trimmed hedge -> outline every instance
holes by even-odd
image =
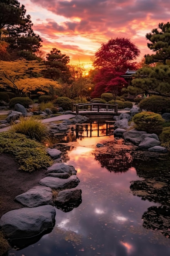
[[[133,106],[133,103],[131,101],[124,101],[124,108],[132,108]]]
[[[25,108],[29,108],[29,105],[33,104],[33,101],[29,98],[24,97],[16,97],[13,98],[10,100],[9,101],[9,107],[11,108],[14,107],[15,104],[19,103],[22,105]]]
[[[150,111],[143,111],[136,114],[132,121],[137,130],[156,134],[161,133],[163,129],[162,124],[165,122],[160,115]]]
[[[41,103],[41,102],[46,103],[49,101],[52,101],[52,100],[51,96],[50,96],[49,95],[42,95],[41,96],[40,96],[38,98],[38,102],[39,103]]]
[[[167,109],[170,108],[170,99],[161,96],[151,96],[142,99],[139,107],[148,111],[163,114],[167,112]]]
[[[54,101],[54,104],[62,108],[64,110],[71,109],[72,100],[67,97],[58,97]]]

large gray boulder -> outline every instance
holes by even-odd
[[[123,134],[123,137],[125,140],[138,145],[143,140],[144,135],[145,134],[146,134],[146,132],[137,131],[135,129],[132,129],[124,132]]]
[[[22,114],[21,112],[12,110],[8,115],[6,120],[8,123],[10,123],[12,121],[14,121],[19,119],[22,115]]]
[[[81,199],[82,190],[71,189],[60,191],[55,199],[54,204],[65,204]]]
[[[167,153],[168,149],[160,146],[155,146],[148,149],[148,151],[151,152],[159,152],[159,153]]]
[[[127,118],[124,118],[121,120],[116,121],[114,124],[115,128],[121,128],[122,129],[127,129],[128,127],[128,120]]]
[[[17,195],[15,199],[26,207],[53,205],[52,189],[45,186],[37,186]]]
[[[121,113],[120,115],[118,117],[118,120],[121,120],[126,118],[128,121],[130,121],[132,119],[132,117],[127,113]]]
[[[71,175],[75,175],[77,171],[72,165],[68,165],[63,163],[56,163],[47,168],[46,174],[47,174],[51,173],[67,173]]]
[[[122,129],[122,128],[117,128],[113,132],[113,134],[116,137],[121,137],[123,136],[124,132],[125,132],[126,130],[125,129]]]
[[[0,227],[10,239],[31,237],[53,228],[55,214],[52,205],[13,210],[2,215]]]
[[[49,148],[46,149],[46,152],[52,159],[57,159],[60,158],[62,155],[62,152],[60,150],[56,148]]]
[[[154,139],[149,137],[146,137],[139,145],[139,148],[140,149],[144,149],[149,148],[155,146],[160,146],[161,142]]]
[[[14,109],[15,111],[18,112],[21,112],[22,113],[22,115],[23,117],[26,117],[27,115],[27,112],[26,109],[24,106],[19,103],[15,104],[14,106]]]
[[[79,180],[75,175],[73,175],[68,179],[60,179],[51,177],[46,177],[40,181],[40,184],[49,186],[54,189],[66,189],[76,187]]]

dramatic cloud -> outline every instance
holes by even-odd
[[[169,21],[170,15],[170,2],[163,0],[23,0],[21,3],[43,40],[42,49],[57,48],[71,62],[90,61],[102,43],[117,36],[130,38],[141,50],[141,58],[149,52],[146,34]]]

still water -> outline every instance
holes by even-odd
[[[51,233],[9,256],[170,255],[167,156],[134,150],[114,137],[112,124],[108,136],[106,124],[94,125],[55,139],[63,162],[77,171],[81,203],[68,212],[56,209]]]

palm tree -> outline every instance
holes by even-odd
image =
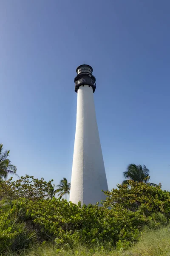
[[[9,150],[3,152],[3,144],[0,143],[0,179],[7,179],[8,174],[18,176],[16,174],[17,167],[11,164],[11,161],[8,159],[9,152]]]
[[[136,165],[130,163],[127,168],[127,170],[123,172],[123,176],[126,179],[123,181],[123,184],[128,184],[129,180],[133,180],[137,182],[148,183],[150,186],[157,186],[154,183],[149,182],[150,179],[149,170],[144,165],[142,166],[140,164]]]
[[[62,196],[65,195],[65,199],[67,199],[67,194],[69,195],[70,191],[70,182],[68,182],[66,178],[63,178],[61,180],[59,185],[57,186],[58,188],[56,189],[57,193],[58,193],[58,195]]]
[[[54,189],[55,187],[56,186],[55,184],[51,184],[50,187],[49,189],[49,190],[48,192],[48,193],[47,195],[47,199],[49,199],[51,198],[52,199],[53,197],[55,196],[55,194],[56,194],[56,189]]]

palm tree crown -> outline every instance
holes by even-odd
[[[9,150],[6,150],[3,152],[3,144],[0,144],[0,179],[7,179],[8,174],[16,174],[17,167],[11,164],[8,159]]]
[[[58,193],[59,196],[62,196],[65,195],[65,199],[67,199],[67,194],[69,195],[70,191],[70,182],[68,182],[66,178],[61,180],[60,184],[56,186],[58,188],[56,189],[57,193]]]
[[[156,184],[149,182],[150,179],[149,170],[144,165],[142,166],[140,164],[136,165],[130,163],[127,168],[127,170],[123,172],[124,177],[126,179],[123,183],[128,183],[129,180],[137,182],[148,183],[151,186],[156,186]]]

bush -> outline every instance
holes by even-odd
[[[55,198],[45,199],[51,182],[28,175],[0,181],[2,255],[26,248],[33,241],[52,242],[59,248],[85,244],[102,248],[106,242],[122,250],[138,240],[144,225],[157,229],[168,223],[170,193],[160,186],[133,182],[118,185],[105,192],[108,198],[103,207],[81,207]]]
[[[117,185],[118,189],[105,194],[107,198],[104,205],[112,208],[122,207],[131,212],[139,211],[146,216],[152,212],[161,212],[170,217],[170,193],[162,190],[161,186],[156,187],[142,182],[129,181],[130,185]]]

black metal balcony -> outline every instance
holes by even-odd
[[[91,86],[93,91],[96,90],[96,78],[92,74],[93,69],[89,65],[81,65],[76,70],[77,75],[74,79],[75,91],[77,93],[78,89],[82,85],[88,85]]]

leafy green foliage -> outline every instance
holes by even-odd
[[[149,182],[150,179],[149,172],[149,169],[144,165],[142,166],[140,164],[136,165],[134,163],[130,163],[128,166],[127,171],[123,172],[123,176],[126,179],[123,180],[123,184],[128,184],[129,180],[133,180],[147,183],[153,186],[157,186],[156,184]]]
[[[8,174],[17,175],[17,167],[11,164],[8,158],[9,152],[9,150],[3,151],[3,144],[0,144],[0,179],[7,178]]]
[[[43,178],[39,180],[27,175],[15,181],[12,181],[12,178],[7,180],[0,180],[0,200],[24,198],[34,201],[45,198],[53,181],[47,182]]]
[[[101,249],[107,242],[122,250],[138,240],[144,226],[157,229],[168,222],[170,195],[161,186],[130,181],[105,192],[103,207],[82,207],[52,196],[52,181],[28,175],[0,180],[2,255],[33,241],[52,241],[59,248],[85,244]],[[50,192],[51,200],[45,199]]]
[[[69,195],[70,191],[70,182],[68,182],[66,178],[63,178],[61,180],[60,184],[57,186],[58,189],[55,192],[58,193],[58,195],[62,196],[65,195],[65,199],[67,199],[67,194]]]
[[[160,212],[169,218],[170,193],[162,190],[161,184],[153,187],[131,180],[128,184],[118,185],[117,187],[110,192],[105,192],[108,197],[104,203],[105,207],[119,206],[133,212],[139,211],[146,216]]]

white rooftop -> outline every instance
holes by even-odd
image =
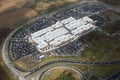
[[[35,42],[39,51],[47,52],[74,41],[82,36],[84,31],[94,30],[93,23],[94,21],[87,16],[78,20],[70,17],[32,33],[29,41]]]

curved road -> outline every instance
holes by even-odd
[[[102,3],[103,4],[103,3]],[[105,5],[105,4],[103,4]],[[109,5],[107,5],[108,7]],[[110,7],[111,8],[111,7]],[[115,9],[112,7],[112,9]],[[115,9],[115,10],[119,10],[119,9]],[[14,64],[9,60],[9,55],[8,55],[8,45],[9,45],[9,41],[11,39],[11,37],[13,36],[13,34],[19,30],[20,28],[22,28],[24,25],[26,24],[29,24],[37,19],[39,19],[40,17],[37,17],[33,20],[30,20],[29,22],[23,24],[22,26],[20,26],[19,28],[15,29],[12,33],[9,34],[9,36],[6,38],[4,44],[3,44],[3,48],[2,48],[2,57],[3,57],[3,60],[5,62],[5,64],[8,66],[8,68],[10,69],[10,71],[16,76],[18,77],[20,80],[25,80],[25,78],[23,76],[21,76],[19,73],[18,73],[18,70],[14,67]],[[65,60],[59,60],[59,61],[54,61],[54,62],[49,62],[35,70],[32,70],[30,74],[32,74],[33,72],[36,72],[37,70],[39,69],[42,69],[44,68],[45,66],[47,65],[50,65],[50,64],[54,64],[54,63],[59,63],[59,62],[67,62],[67,63],[72,63],[72,64],[84,64],[84,65],[87,65],[87,64],[91,64],[91,65],[111,65],[111,64],[120,64],[120,61],[113,61],[113,62],[77,62],[77,61],[65,61]],[[26,72],[26,71],[25,71]],[[110,79],[109,79],[110,80]]]

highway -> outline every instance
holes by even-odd
[[[103,4],[103,3],[101,3]],[[103,5],[106,5],[106,4],[103,4]],[[109,5],[107,5],[108,7]],[[120,10],[120,9],[115,9],[113,7],[109,7],[110,9],[114,9],[114,10]],[[80,65],[112,65],[112,64],[120,64],[120,61],[112,61],[112,62],[80,62],[80,61],[69,61],[69,60],[58,60],[58,61],[53,61],[53,62],[49,62],[49,63],[46,63],[45,65],[42,65],[40,66],[39,68],[36,68],[34,70],[30,70],[30,71],[26,71],[26,70],[22,70],[22,69],[19,69],[17,67],[14,66],[14,64],[10,61],[9,59],[9,55],[8,55],[8,45],[9,45],[9,42],[10,42],[10,39],[12,38],[13,34],[19,30],[21,27],[24,27],[24,25],[28,24],[28,23],[31,23],[37,19],[39,19],[40,17],[37,17],[36,19],[33,19],[25,24],[23,24],[22,26],[18,27],[17,29],[15,29],[12,33],[9,34],[9,36],[6,38],[4,44],[3,44],[3,48],[2,48],[2,57],[3,57],[3,60],[5,62],[5,64],[8,66],[8,68],[10,69],[11,73],[13,73],[14,76],[16,76],[17,78],[19,78],[19,80],[26,80],[22,75],[20,75],[18,73],[18,70],[22,71],[22,72],[30,72],[30,74],[28,74],[27,76],[29,75],[32,75],[32,73],[40,70],[40,69],[43,69],[44,67],[46,66],[49,66],[51,64],[55,64],[55,63],[70,63],[70,64],[80,64]],[[25,76],[25,77],[27,77]],[[116,72],[115,74],[113,74],[111,77],[108,78],[108,80],[115,80],[117,79],[118,77],[120,77],[120,71]]]

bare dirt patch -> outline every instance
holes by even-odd
[[[33,66],[36,66],[39,63],[39,61],[35,60],[34,57],[31,57],[31,55],[28,55],[14,61],[14,63],[19,68],[26,70],[28,68],[31,69]]]
[[[36,17],[38,14],[30,8],[21,8],[16,11],[0,15],[0,27],[13,28],[14,25]]]

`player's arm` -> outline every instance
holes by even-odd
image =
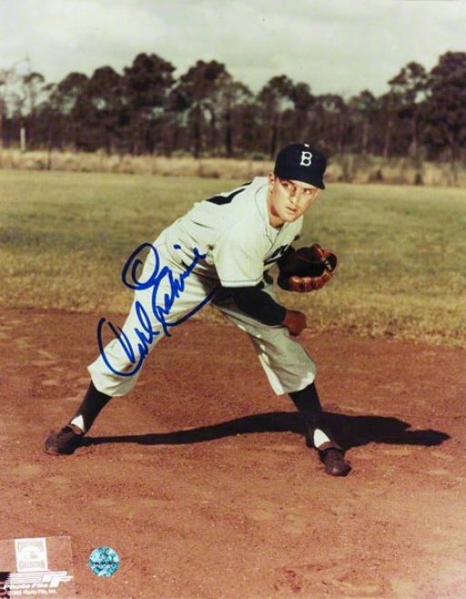
[[[282,324],[296,336],[306,327],[306,317],[301,312],[287,310],[263,291],[263,283],[253,287],[231,287],[235,305],[248,316],[269,326]]]

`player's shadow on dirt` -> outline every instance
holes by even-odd
[[[450,435],[433,429],[410,430],[411,424],[391,416],[346,416],[327,414],[329,424],[337,441],[345,448],[370,443],[410,445],[440,445]],[[304,434],[301,417],[296,413],[269,412],[236,418],[218,424],[200,426],[173,433],[87,437],[84,444],[106,443],[135,443],[141,445],[179,445],[205,443],[215,439],[263,433],[295,433]]]

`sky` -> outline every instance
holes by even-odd
[[[285,75],[348,98],[465,52],[465,32],[466,0],[0,0],[0,71],[59,83],[146,53],[176,77],[216,60],[253,93]]]

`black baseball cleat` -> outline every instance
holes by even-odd
[[[66,424],[45,441],[45,450],[51,455],[71,455],[83,444],[84,434],[77,426]]]
[[[334,447],[320,451],[319,457],[325,466],[325,472],[331,476],[346,476],[352,469],[349,462],[344,459],[342,451]]]

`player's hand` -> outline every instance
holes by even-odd
[[[307,326],[306,316],[302,312],[287,310],[282,325],[286,326],[291,335],[297,337]]]

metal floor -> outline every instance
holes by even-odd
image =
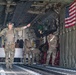
[[[6,69],[0,65],[0,75],[76,75],[76,70],[43,65],[13,65],[12,69]]]
[[[13,65],[12,69],[6,69],[5,65],[0,65],[0,75],[59,75],[48,73],[39,69],[34,69],[27,66]]]

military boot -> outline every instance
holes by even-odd
[[[9,68],[10,68],[10,69],[13,68],[13,67],[12,67],[12,64],[9,65]]]

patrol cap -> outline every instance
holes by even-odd
[[[13,22],[8,22],[8,23],[7,23],[7,26],[8,26],[9,24],[11,24],[11,25],[14,26],[14,23],[13,23]]]

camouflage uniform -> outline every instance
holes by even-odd
[[[1,31],[0,36],[5,37],[5,62],[6,68],[12,68],[15,54],[15,35],[16,31],[22,30],[22,28],[13,28],[9,30],[5,28]],[[9,57],[10,56],[10,57]]]
[[[34,60],[36,59],[36,63],[39,63],[39,57],[40,55],[40,51],[39,49],[35,48],[34,50],[32,50],[32,64],[34,63]]]
[[[56,57],[56,46],[57,46],[57,37],[53,34],[50,34],[48,37],[49,50],[47,51],[47,60],[46,64],[49,64],[50,56],[52,54],[52,65],[54,65],[55,57]]]
[[[24,43],[24,64],[26,64],[26,54],[28,54],[28,64],[29,65],[31,64],[31,58],[30,58],[31,47],[32,47],[31,42],[26,39]]]

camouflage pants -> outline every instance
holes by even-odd
[[[31,50],[30,49],[25,49],[25,51],[24,51],[24,64],[26,64],[26,55],[27,54],[28,54],[28,64],[30,65],[31,64],[31,58],[30,58]]]
[[[15,44],[5,45],[5,62],[6,67],[10,67],[14,61]]]
[[[36,59],[36,63],[39,63],[40,59],[40,51],[38,49],[32,50],[32,64],[34,63],[34,60]]]
[[[54,65],[54,61],[56,58],[56,49],[47,51],[47,60],[46,60],[47,65],[49,64],[51,54],[52,54],[52,65]]]

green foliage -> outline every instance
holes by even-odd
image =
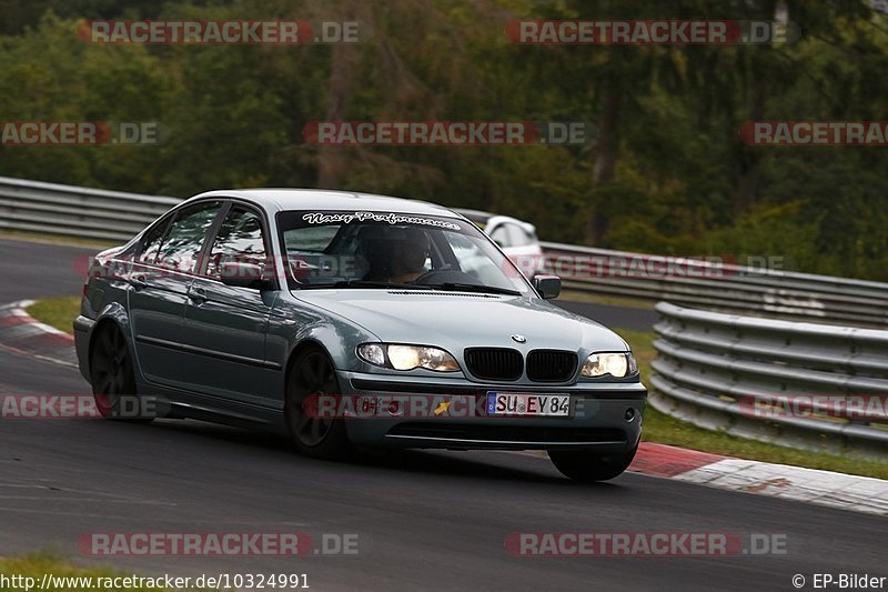
[[[750,119],[888,113],[888,19],[865,2],[788,0],[789,46],[515,46],[517,19],[759,19],[773,0],[0,0],[3,121],[158,121],[158,147],[0,146],[0,174],[147,193],[339,187],[502,211],[545,240],[785,257],[888,280],[888,151],[761,148]],[[356,20],[362,42],[92,46],[79,19]],[[619,109],[603,109],[616,89]],[[613,94],[613,92],[612,92]],[[604,144],[305,143],[310,121],[613,124]]]

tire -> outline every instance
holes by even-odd
[[[121,398],[138,400],[135,391],[135,373],[127,340],[117,325],[107,324],[99,328],[90,350],[90,379],[95,407],[104,419],[150,423],[153,417],[128,417],[121,413]],[[124,405],[131,409],[133,401]],[[141,409],[141,401],[139,402]]]
[[[342,419],[321,419],[305,413],[303,403],[312,395],[340,394],[333,362],[320,349],[299,354],[286,380],[284,415],[293,444],[314,459],[344,460],[354,449]]]
[[[607,481],[623,474],[632,464],[638,444],[628,452],[599,454],[575,450],[549,450],[548,458],[565,476],[579,483]]]

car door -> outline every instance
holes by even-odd
[[[150,382],[182,383],[182,325],[196,257],[222,209],[220,200],[184,207],[145,232],[129,275],[135,357]]]
[[[233,202],[205,250],[185,311],[189,390],[258,405],[272,374],[281,370],[265,361],[265,332],[276,290],[226,285],[220,273],[225,262],[264,268],[266,228],[259,210]]]

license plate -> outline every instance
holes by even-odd
[[[487,391],[487,415],[569,418],[571,395]]]

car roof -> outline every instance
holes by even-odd
[[[375,210],[460,218],[460,214],[453,210],[427,201],[324,189],[219,189],[194,195],[192,199],[199,198],[239,198],[272,212],[283,210]]]

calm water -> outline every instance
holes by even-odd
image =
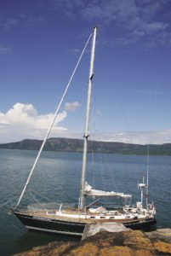
[[[10,213],[37,155],[36,151],[0,149],[0,254],[10,255],[52,241],[71,237],[27,231]],[[34,202],[32,189],[56,202],[77,203],[82,154],[44,152],[21,205]],[[146,172],[146,157],[120,154],[88,155],[87,181],[95,189],[117,190],[140,200],[138,180]],[[171,157],[150,156],[150,201],[157,211],[157,228],[171,228]],[[34,194],[35,195],[35,194]],[[40,202],[43,200],[37,198]]]

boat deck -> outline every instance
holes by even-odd
[[[65,210],[61,212],[55,212],[54,211],[23,211],[19,212],[18,213],[21,215],[27,215],[31,216],[36,219],[54,219],[54,220],[63,220],[63,221],[68,221],[72,223],[106,223],[106,222],[117,222],[117,223],[127,223],[127,222],[137,222],[137,218],[127,218],[126,214],[120,213],[120,218],[118,215],[115,215],[114,213],[91,213],[88,212],[88,214],[85,214],[84,212],[80,212],[79,211],[71,211],[71,210]],[[123,218],[124,216],[124,218]],[[144,218],[139,217],[140,219],[143,219]]]

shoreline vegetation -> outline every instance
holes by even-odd
[[[129,230],[117,233],[100,231],[80,242],[50,242],[14,256],[152,256],[171,255],[171,229],[145,233]]]
[[[0,148],[39,150],[42,140],[25,139],[16,143],[0,144]],[[83,148],[83,140],[71,138],[49,138],[47,140],[44,151],[81,153]],[[171,143],[150,144],[149,154],[171,156]],[[88,141],[88,152],[122,154],[147,154],[147,145],[131,144],[113,142]]]

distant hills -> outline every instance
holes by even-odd
[[[0,144],[0,148],[39,150],[41,140],[26,139],[17,143]],[[47,140],[43,150],[45,151],[64,151],[64,152],[83,152],[83,140],[71,138],[49,138]],[[171,143],[162,145],[150,145],[150,154],[171,155]],[[122,143],[109,143],[88,141],[88,152],[101,152],[123,154],[146,154],[147,146],[139,144],[129,144]]]

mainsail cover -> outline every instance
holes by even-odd
[[[118,193],[114,191],[103,191],[99,189],[94,189],[87,182],[85,183],[84,195],[88,196],[117,196],[122,198],[131,198],[131,195],[126,195],[124,193]]]

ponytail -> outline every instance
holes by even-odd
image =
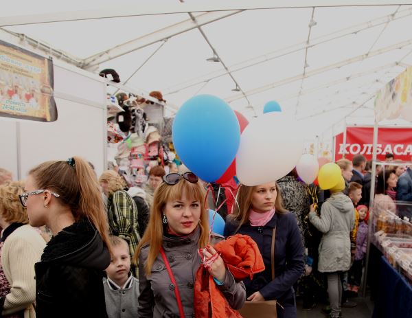
[[[96,174],[87,161],[79,157],[47,161],[32,169],[29,174],[40,189],[58,193],[58,199],[69,206],[76,221],[87,217],[111,253],[107,214]]]

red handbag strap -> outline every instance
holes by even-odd
[[[177,306],[179,307],[179,312],[180,313],[181,318],[185,318],[185,312],[183,311],[183,306],[182,305],[182,301],[181,300],[180,293],[179,292],[179,288],[177,288],[177,284],[176,284],[174,275],[173,275],[173,272],[172,271],[169,262],[168,262],[168,258],[166,258],[166,255],[165,254],[165,251],[163,249],[163,247],[160,248],[160,254],[161,255],[161,258],[163,260],[166,269],[169,273],[169,277],[170,277],[172,284],[174,285],[174,295],[176,295],[176,300],[177,302]]]

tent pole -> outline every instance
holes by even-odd
[[[378,120],[375,117],[375,125],[374,126],[374,148],[372,155],[372,177],[371,179],[371,193],[369,198],[369,219],[368,224],[367,247],[366,250],[366,265],[365,269],[365,275],[363,277],[363,284],[362,284],[362,296],[363,297],[366,296],[366,283],[367,279],[368,266],[369,264],[369,258],[370,253],[371,237],[373,235],[371,231],[372,230],[372,223],[374,222],[374,218],[375,217],[374,214],[370,213],[370,212],[371,207],[372,207],[374,203],[374,196],[375,195],[375,183],[376,181],[376,146],[378,144]]]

**BRIEF**
Reproduce the records verbatim, starting at the line that contains "red handbag strap -> outline every instance" and ending at the end of the records, including both ends.

**WRITTEN ANSWER**
red handbag strap -> outline every instance
holes by even-odd
[[[177,306],[179,307],[179,312],[180,313],[181,318],[185,318],[185,312],[183,311],[183,306],[182,305],[182,301],[181,300],[180,293],[179,292],[179,288],[177,288],[177,284],[176,284],[174,275],[173,275],[173,272],[172,271],[169,262],[168,262],[168,258],[166,258],[166,255],[165,254],[165,251],[163,249],[163,247],[160,248],[160,254],[161,255],[161,258],[163,260],[166,269],[169,273],[169,277],[170,277],[172,284],[174,285],[174,295],[176,295],[176,300],[177,302]]]

tent pole -> outline every instance
holes by even-odd
[[[378,120],[375,117],[375,125],[374,126],[374,148],[372,155],[372,177],[371,179],[371,193],[369,198],[369,219],[368,224],[367,247],[366,250],[366,265],[365,269],[365,275],[363,277],[363,284],[362,284],[362,296],[363,297],[366,296],[366,283],[367,279],[368,266],[369,264],[369,258],[370,253],[371,237],[373,235],[371,231],[372,230],[372,223],[374,222],[374,218],[375,217],[374,214],[370,213],[370,212],[371,207],[372,207],[374,203],[374,196],[375,195],[375,183],[376,181],[376,146],[378,144]]]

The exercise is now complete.